** Instructions for the task **
An exact reproduction of the lines from the one with "the drainpipe, one" to the end of the data below is required. No other lines may be included.

● ● ● ● ● ● ●

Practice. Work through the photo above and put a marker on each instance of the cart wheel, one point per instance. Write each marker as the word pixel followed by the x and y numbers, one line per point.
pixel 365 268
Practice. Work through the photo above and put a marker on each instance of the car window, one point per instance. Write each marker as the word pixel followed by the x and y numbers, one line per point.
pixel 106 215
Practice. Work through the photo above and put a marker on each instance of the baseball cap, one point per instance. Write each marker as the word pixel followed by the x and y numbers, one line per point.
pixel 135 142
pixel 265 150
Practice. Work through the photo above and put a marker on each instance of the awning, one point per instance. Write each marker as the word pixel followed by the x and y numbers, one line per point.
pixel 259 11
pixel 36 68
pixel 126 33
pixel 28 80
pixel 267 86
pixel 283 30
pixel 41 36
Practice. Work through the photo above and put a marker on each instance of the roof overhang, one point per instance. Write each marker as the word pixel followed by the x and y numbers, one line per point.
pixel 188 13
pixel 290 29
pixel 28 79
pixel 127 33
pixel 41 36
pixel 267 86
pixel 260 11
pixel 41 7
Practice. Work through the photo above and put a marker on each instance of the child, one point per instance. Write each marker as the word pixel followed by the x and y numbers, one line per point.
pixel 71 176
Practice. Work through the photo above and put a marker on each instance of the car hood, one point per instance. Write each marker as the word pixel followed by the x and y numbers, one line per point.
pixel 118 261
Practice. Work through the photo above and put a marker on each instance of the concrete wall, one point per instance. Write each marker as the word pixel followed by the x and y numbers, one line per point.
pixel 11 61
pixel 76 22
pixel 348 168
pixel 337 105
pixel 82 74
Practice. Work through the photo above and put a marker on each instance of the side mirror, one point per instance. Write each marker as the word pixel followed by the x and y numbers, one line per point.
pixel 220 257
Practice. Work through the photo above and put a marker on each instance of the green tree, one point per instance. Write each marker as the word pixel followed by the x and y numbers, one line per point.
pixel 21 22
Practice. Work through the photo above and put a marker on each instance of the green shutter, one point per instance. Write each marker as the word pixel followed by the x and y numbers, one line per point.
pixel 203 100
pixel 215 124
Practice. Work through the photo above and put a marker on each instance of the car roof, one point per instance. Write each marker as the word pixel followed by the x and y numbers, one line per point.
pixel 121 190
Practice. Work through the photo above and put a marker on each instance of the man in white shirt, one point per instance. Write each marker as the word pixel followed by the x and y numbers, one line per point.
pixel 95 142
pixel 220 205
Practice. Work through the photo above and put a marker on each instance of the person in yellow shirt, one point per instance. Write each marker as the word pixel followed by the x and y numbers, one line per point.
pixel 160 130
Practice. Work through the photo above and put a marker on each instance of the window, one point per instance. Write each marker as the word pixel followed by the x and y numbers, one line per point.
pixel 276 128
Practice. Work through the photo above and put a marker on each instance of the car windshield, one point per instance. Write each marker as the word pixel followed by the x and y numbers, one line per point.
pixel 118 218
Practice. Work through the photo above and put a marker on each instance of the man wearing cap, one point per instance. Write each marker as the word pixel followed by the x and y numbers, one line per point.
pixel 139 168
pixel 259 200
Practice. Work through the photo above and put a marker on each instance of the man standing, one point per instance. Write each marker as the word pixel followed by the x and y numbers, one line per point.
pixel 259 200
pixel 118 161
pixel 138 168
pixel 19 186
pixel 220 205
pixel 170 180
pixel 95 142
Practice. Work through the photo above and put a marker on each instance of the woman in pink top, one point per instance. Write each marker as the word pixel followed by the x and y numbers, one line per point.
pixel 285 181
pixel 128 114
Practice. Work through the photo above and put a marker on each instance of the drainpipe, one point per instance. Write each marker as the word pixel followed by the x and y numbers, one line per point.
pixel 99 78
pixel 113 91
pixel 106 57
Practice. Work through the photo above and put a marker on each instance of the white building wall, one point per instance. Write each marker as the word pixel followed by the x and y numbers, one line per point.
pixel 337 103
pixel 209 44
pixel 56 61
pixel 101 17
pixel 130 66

● ● ● ● ● ● ●

** The completed task **
Practice. Work through the photo above and put a marker on each instance of the drainpipe, one point per instance. Write each marker as the word pixel followed by the x and y numbers, one line per point.
pixel 99 78
pixel 113 91
pixel 106 57
Practice. Work through the photo above and put a marker on each instance of the white building wall, one point per instance. Write each marker as the word pixel followed by the x and y numbers, one line per point.
pixel 337 103
pixel 209 44
pixel 56 61
pixel 101 17
pixel 130 66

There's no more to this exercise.